DOCUMENT TEXT:
*** Begin section ***

William David “Billy” Vannoy died suddenly in West Hartford, Conn. on June 11, 2021. He was 58.
A talented mechanic who trained in the U.S. Air Force in 1981 and 1982, he was a force who leaves an eclectic collection of brilliant friends from all over. He had a special connection to Provincetown, where he lived for 20 years and set up his garage, Vannoy Motors, at 141 Bradford St.
He traveled the world from Okinawa to Hawaii, the Philippines, and Guam, from West Texas to Detroit, and all over New England.
“Billy’s charisma and lust for life were famously infectious,” said his friend Yoshi Bird this week. “No one on Earth before or since has ever lived the hell out of every second the way he did.”
He was born in Uniontown, Pa. on April 13, 1963. His sister Dorothea said that he was obsessed with bikes from an early age, racing them, taking them apart, and putting them back together.
“He loved to race down the highway on his bike doing well over 75,” said Bird, “and while most people would be content with that, he’d turn it up a notch by cranking the throttle and doing a wheelie.” He was said to have once toured Mexico on his motorcycle with $13,000 in cash sewed into the lining of his leather jacket.
He could walk into the toughest bar and, within minutes, have everyone singing along with him to his favorite song.
He consumed every new experience with ferocious intensity, from reading a 2,000-page Mark Twain anthology in less than a week, to a brief flirtation with born-again Christianity (followed by a quick return to his avowed “anti-theism”), to experimental vegan cooking in his last year.
Billy seemed to know everyone: artists, philosophers, writers, jet-setters, and homeless people struggling to survive. With everyone, he generated an instant spark of connection with his radiant smile, good looks, and irresistible charm. He made every new acquaintance feel heard, seen, and special — even as Billy himself often struggled with loneliness. He had a gift for pushing back the grayness of ordinary life and making it pulse with vivid colors — and for daring those around him to join him in endless adventure.
He first met his friend Bruce Van Allen in Colorado and then again, serendipitously, in Provincetown; he was in awe of artist Gemma Fabris and cared deeply for her son, Maren. He respected his friend and fellow veteran Ronny Hazel, proprietor of Shop Therapy; and he was eternally grateful to Johnny McNulty, a kindred spirit and lifelong friend. When Billy needed to wrap up some unfinished business in Massachusetts, it was Johnny who opened his home to him.
A man’s man, Billy was surprisingly sensitive. He loved Charlotte Brontë, Phantom of the Opera, and Lizzo as much as he did Charles Bukowski, Johnny Cash, and John Cougar Mellencamp. He loved with loyalty, tenderness, and a fiercely protective instinct.

*** End section ***

DATA EXTRACT:
*** Begin section ***

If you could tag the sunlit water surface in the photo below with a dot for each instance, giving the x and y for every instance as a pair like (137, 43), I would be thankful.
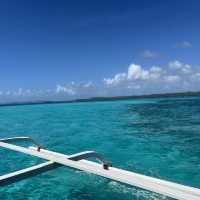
(155, 137)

*** End section ***

WHAT YOU ARE ASKED TO DO: What was the name of the garage that Billy Vannoy set up in Provincetown, according to his obituary?

YOUR RESPONSE: Vannoy Motors